### [Aim of the exercise]
From the entries, return every line where the string "snow" shows up.

Extracted records:
=====
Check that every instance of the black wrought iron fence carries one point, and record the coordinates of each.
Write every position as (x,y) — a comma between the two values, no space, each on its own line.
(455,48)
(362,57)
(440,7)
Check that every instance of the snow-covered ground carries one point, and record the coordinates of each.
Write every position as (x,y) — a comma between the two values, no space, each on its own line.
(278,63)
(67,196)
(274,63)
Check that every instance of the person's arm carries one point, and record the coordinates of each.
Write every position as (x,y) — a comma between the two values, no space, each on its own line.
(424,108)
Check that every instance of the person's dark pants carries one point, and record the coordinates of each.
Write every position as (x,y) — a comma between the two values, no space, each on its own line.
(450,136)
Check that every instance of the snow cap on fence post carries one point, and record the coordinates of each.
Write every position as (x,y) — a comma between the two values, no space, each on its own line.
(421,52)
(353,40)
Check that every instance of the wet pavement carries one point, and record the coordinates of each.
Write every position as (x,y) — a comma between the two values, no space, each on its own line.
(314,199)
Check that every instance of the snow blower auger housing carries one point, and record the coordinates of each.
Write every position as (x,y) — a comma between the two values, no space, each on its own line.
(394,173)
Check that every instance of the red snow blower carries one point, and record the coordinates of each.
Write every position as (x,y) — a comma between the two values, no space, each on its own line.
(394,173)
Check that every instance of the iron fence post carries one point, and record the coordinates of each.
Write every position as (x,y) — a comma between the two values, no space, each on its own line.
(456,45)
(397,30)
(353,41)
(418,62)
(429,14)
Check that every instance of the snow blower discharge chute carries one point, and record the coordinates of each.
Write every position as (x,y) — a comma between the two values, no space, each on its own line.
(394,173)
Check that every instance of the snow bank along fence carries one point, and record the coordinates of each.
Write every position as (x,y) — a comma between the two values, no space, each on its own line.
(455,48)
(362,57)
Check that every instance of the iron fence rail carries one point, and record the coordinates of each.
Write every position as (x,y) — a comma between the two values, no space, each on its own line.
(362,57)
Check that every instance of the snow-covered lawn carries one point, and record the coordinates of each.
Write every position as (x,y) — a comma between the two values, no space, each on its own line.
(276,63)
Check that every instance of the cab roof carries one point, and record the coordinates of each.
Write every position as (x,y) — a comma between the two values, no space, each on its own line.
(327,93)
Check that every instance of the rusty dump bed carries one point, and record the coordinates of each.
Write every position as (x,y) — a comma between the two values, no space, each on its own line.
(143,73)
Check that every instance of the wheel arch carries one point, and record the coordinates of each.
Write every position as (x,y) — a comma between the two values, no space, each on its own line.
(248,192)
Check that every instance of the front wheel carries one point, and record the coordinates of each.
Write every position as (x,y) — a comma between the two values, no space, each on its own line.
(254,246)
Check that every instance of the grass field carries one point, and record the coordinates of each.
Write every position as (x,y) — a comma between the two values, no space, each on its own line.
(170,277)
=====
### [Response]
Check that every instance of the snow-covered ground carries one point, and record the coordinates of each.
Check that every instance of the snow cap on fence post carries one point, and record the coordinates of each.
Check that every instance of the snow blower auger housing carries one point, and record the coordinates of each.
Check that every instance of the red snow blower carries one point, and record the coordinates of each.
Check that every instance of the snow blower discharge chute carries one point, and record the coordinates of each.
Check that every instance of the snow bank along fence carries one point, and record the coordinates of each.
Check that every instance of the snow-covered lawn carries one point, and record the coordinates of each.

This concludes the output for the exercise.